Habían pasado los años 50 en los que Fiat intentó lanzar un auto deportivo con llamado Turbina, precisamente porque ese era el modo de propulsión que ofrecía. Era ultra veloz pero generaba demasiado calor y fue posible convertirlo en un producto de serie. Casi una década después, casi simultáneamente, Ford y Chevrolet comenzaron a experimentar con un camión cada uno equipado con turbinas como motores. El Ford Big Red se mantuvo más tiempo en desarrollo, unos siete años, hasta que las nuevas regulaciones ambientales dieron muerte al concepto. En cambio, el Chevrolet Turbo Titan III se dio de baja en menos tiempo, apenas en cuatro años.
Para los años 70, ya estaba claro que la idea de llevar la propulsión de un avión a reacción a un automóvil era inviable, pero eso no sacaba de la ecuación a otro tipo de motorizaciones más convencionales. El motor de combustión interna de los aviones de la Segunda Guerra Mundial todavía era una opción que se podía adaptar, aunque fuera mediante formas extrañas por sus dimensiones y a consumos de combustible descomunales.
Todo empezó en 1966, cuando un constructor artesanal de autos inglés llamado Paul Jameson, intentó fabricar un auto que pudiera recibir un motor Rolls-Royce de 27 litros, el mismo que, con un turbocompresor, impulsó a uno de los aviones más estilizados y efectivos de los años 30 y 40, el Spitfire de la Royal Air Force (RAF). El motor de los aviones era el Merlin, que tenía 12 cilindros refrigerados por agua y una potencia nominal de 1.000 CV gracias a esa sobrealimentación. Pero había una versión sin turbo, llamada Meteor, que llegaba a unos 750 CV de todos modos. El motivo era que tanto uno como otro impulsor, tenían una cilindrada de 27.000 cm3, es decir 27 litros. Solo a nivel comparativo, hoy, a partir de la teoría y tendencia de la industria hacia el downsizing, los motores automóviles térmicos tienen una cilindrada de entre 1.0 y 1.3 litros, es decir un 5% de la que tenía el Rolls-Royce.

▶ SOLICITUD ESCRITA A: Devuelve cada línea de los registros en la que aparezca la palabra "like".

▶ DATOS DE TRABAJO:
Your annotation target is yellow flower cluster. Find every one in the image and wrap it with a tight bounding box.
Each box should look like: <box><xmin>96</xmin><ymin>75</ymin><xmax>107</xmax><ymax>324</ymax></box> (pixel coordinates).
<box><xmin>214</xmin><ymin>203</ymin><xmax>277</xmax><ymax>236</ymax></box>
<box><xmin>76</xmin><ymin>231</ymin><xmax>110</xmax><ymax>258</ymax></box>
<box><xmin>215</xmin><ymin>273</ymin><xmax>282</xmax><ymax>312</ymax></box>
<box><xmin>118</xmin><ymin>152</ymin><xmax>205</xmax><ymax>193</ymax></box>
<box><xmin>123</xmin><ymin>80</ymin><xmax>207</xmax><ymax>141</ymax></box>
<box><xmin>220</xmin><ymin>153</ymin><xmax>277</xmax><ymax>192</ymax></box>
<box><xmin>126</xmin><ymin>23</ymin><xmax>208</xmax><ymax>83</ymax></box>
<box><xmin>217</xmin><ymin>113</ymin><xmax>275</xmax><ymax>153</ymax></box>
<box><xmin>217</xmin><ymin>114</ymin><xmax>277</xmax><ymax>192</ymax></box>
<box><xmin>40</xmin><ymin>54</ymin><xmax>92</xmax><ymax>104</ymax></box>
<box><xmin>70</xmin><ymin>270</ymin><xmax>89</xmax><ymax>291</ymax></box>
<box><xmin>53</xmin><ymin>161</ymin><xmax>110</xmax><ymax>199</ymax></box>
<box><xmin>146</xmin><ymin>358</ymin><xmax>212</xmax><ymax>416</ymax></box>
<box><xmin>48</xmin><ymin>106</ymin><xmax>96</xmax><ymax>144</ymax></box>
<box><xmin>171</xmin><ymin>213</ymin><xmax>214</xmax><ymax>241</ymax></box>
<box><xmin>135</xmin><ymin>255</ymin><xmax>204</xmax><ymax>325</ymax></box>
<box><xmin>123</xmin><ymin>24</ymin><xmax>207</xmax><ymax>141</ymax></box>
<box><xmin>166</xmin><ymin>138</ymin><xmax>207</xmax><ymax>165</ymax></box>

==

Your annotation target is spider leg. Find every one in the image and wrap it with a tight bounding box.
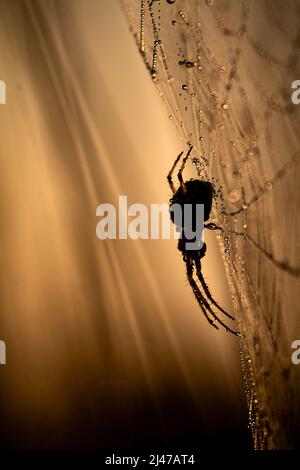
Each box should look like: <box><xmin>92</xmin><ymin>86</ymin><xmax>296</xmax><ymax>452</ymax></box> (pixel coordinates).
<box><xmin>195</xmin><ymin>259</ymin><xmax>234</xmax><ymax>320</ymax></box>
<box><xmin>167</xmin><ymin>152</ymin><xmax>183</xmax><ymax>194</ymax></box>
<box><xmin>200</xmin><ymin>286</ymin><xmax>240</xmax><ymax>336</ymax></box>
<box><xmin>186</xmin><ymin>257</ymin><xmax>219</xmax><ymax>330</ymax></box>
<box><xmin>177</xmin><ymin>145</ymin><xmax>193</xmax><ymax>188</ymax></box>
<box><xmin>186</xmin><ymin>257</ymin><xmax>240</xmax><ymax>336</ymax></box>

▶ SOLICITUD ESCRITA B: Reproduce tal cual el pasaje del texto sobre motores de avión en automóviles que empieza en las palabras "Habían pasado los" y termina después de "en cuatro años.".

▶ RESPUESTA A:
Each box should look like: <box><xmin>96</xmin><ymin>75</ymin><xmax>107</xmax><ymax>324</ymax></box> (pixel coordinates).
Each box should look like: <box><xmin>92</xmin><ymin>86</ymin><xmax>296</xmax><ymax>452</ymax></box> (pixel coordinates).

▶ RESPUESTA B:
Habían pasado los años 50 en los que Fiat intentó lanzar un auto deportivo con llamado Turbina, precisamente porque ese era el modo de propulsión que ofrecía. Era ultra veloz pero generaba demasiado calor y fue posible convertirlo en un producto de serie. Casi una década después, casi simultáneamente, Ford y Chevrolet comenzaron a experimentar con un camión cada uno equipado con turbinas como motores. El Ford Big Red se mantuvo más tiempo en desarrollo, unos siete años, hasta que las nuevas regulaciones ambientales dieron muerte al concepto. En cambio, el Chevrolet Turbo Titan III se dio de baja en menos tiempo, apenas en cuatro años.